Input records:
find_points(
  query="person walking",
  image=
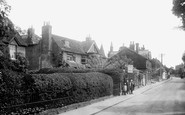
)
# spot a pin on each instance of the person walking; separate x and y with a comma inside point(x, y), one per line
point(132, 86)
point(128, 86)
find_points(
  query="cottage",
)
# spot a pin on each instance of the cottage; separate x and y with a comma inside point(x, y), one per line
point(42, 52)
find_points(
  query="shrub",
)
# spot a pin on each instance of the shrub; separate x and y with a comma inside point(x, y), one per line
point(10, 88)
point(82, 86)
point(51, 86)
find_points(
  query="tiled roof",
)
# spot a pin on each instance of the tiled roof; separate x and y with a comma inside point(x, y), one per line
point(17, 38)
point(20, 41)
point(74, 46)
point(87, 44)
point(138, 60)
point(34, 40)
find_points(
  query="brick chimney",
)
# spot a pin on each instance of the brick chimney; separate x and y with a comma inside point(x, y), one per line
point(30, 32)
point(46, 38)
point(137, 47)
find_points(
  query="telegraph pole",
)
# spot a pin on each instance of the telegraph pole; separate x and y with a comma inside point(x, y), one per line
point(161, 55)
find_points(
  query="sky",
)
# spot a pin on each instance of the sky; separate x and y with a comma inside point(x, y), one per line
point(147, 22)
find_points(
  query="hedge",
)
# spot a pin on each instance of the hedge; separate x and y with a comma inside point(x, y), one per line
point(83, 86)
point(116, 74)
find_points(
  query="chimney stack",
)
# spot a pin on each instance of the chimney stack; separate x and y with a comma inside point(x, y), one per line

Work instruction:
If a record contains a picture, leave the picture out; repeat the record itself exactly.

Output for this exercise:
find_points(
  query="person walking",
  image=
)
# spot a pin on each instance of the person walking; separate x and y with a comma inside point(x, y), one per line
point(132, 86)
point(128, 86)
find_points(
  query="cottage",
)
# spot a pin on each instance of the cottage; separate x and y with a comma inside point(x, y), one per line
point(42, 52)
find_points(
  query="shrub",
)
# spot a pin on each instance of the shrub; separate x and y with a comma inside point(x, y), one per line
point(10, 88)
point(82, 86)
point(51, 86)
find_points(
  query="tiled roof",
)
# spot a pin on each instance of the tiled roof; separate x and y with a comma inside point(x, y), one per line
point(17, 38)
point(20, 41)
point(74, 46)
point(87, 44)
point(138, 60)
point(34, 40)
find_points(
  query="brick chimney",
)
# spot a pin on each instance of the brick chimney; separate x and y with a comma inside point(x, y), one per line
point(30, 32)
point(46, 38)
point(137, 47)
find_points(
  query="telegraph pole",
)
# spot a pin on each instance of the telegraph pole; separate x and y with a comma inside point(x, y), one per line
point(161, 55)
find_points(
  query="sky",
)
# spot a pin on each instance of the sky; separate x and y with a comma inside point(x, y), one per line
point(147, 22)
find_points(
  query="hedge",
)
# spot a pin on each instance of the hedge; separate x and y with a comma inside point(x, y), one per line
point(83, 86)
point(116, 74)
find_points(
  query="chimney stack",
)
# spot a pin on each instance of the chimney stack; separate x and y with a comma inside point(x, y), one per line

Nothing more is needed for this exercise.